#### Source excerpt
Rationale: Re-using identical labels provides clean before/after / environment-to-environment comparisons and enables simple grep/jq pipelines without extra bookkeeping.

Command Line (collector/analyzer)

From repository root (module directory):

go run ./src/main.go [--analyze-only=(true|false)] [--analysis-batches N] \\
   [--sites <path>] [--iterations N] [--parallel M] [--out <file>] [--log-level level]

Flags:

  • --analyze-only (bool, default false): When true, no new measurements are collected; existing result batches are summarized & compared.
  • --analysis-batches (int, default 10): Maximum recent batches to parse when analyzing only (caps work; older batches ignored beyond this window).
  • --sites (string, default ./sites.jsonc when collecting): Path to JSONC site list (ignored in analyze-only mode).
  • --iterations (int, default 1): Sequential passes over the site list (collection mode only).
  • --parallel (int, default 1): Maximum concurrent site monitors (collection mode only).
  • --out (string, default monitor_results.jsonl): Output JSON Lines file (each line = root object {meta, site_result}). Both modes read this path.

#### Prompt
Give every flag described in the bulleted list under "Flags:" in the command-line documentation, along with the default value stated for each. The entries after this point are separate material, unrelated to the command-line documentation.

#### Provided information
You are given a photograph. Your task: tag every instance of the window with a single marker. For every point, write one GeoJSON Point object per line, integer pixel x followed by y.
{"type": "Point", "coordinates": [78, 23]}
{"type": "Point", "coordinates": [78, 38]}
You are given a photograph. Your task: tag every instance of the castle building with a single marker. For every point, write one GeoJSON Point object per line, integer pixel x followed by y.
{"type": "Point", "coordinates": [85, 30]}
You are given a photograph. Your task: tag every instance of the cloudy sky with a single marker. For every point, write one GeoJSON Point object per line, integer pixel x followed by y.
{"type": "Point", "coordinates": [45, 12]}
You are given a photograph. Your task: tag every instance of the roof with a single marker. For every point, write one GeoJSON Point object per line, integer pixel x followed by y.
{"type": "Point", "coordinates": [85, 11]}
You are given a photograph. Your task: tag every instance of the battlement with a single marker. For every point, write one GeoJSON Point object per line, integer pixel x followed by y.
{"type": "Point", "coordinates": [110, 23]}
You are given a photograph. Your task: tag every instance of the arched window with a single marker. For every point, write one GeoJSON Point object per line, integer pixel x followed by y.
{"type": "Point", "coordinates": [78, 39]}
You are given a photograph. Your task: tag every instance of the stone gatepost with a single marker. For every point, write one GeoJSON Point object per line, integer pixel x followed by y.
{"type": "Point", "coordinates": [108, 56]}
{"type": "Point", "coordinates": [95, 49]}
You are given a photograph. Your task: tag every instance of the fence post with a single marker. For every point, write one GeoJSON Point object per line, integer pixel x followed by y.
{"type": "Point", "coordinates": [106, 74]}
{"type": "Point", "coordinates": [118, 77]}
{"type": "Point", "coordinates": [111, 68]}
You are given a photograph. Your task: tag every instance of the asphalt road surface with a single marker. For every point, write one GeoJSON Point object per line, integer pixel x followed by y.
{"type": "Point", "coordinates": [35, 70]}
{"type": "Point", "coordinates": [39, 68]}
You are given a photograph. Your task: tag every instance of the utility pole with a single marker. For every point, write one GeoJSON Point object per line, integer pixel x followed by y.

#### Exercise response
- --analyze-only: false
- --analysis-batches: 10
- --sites: ./sites.jsonc (when collecting)
- --iterations: 1
- --parallel: 1
- --out: monitor_results.jsonl